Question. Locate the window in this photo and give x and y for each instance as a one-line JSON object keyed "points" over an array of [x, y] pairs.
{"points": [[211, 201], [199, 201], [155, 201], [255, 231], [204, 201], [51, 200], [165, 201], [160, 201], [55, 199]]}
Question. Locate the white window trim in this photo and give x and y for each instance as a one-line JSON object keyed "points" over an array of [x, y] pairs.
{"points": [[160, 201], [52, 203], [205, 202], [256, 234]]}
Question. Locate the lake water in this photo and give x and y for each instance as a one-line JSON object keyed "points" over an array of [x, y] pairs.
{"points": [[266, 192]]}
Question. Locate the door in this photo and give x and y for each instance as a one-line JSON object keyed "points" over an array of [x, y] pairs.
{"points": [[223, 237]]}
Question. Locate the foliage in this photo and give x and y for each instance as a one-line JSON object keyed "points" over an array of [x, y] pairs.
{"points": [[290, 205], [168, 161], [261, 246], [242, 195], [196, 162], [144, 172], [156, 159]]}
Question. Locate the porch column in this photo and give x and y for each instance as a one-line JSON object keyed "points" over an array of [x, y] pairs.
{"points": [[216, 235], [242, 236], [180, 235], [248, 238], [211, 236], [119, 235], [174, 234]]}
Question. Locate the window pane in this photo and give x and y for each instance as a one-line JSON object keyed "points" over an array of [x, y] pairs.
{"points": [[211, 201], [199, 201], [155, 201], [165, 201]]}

> **WORK REQUIRED**
In the records above, return precisely the line containing "Question. Locate the foliage" and each line that comes after it, up to the final one.

> **OUTPUT OF THE EXERCISE**
Question. Locate the foliage in this photo and give x and y for each instance as a one-line JSON object keyed "points" over an array of [x, y] pairs.
{"points": [[290, 205], [168, 161], [261, 246], [242, 195], [196, 162], [144, 172], [156, 159]]}
Question. Locate the porch column in this photo and give x and y for each instance as a one-line JSON object keyed "points" over an array of [x, y] pairs.
{"points": [[216, 235], [242, 236], [180, 235], [248, 238], [211, 236], [119, 235], [174, 234]]}
Question. Locate the window pane in this photo and give x and y for each instance as a one-line JSON object keyed "points" over an array of [x, y] pairs.
{"points": [[211, 201], [199, 201], [155, 201], [165, 201]]}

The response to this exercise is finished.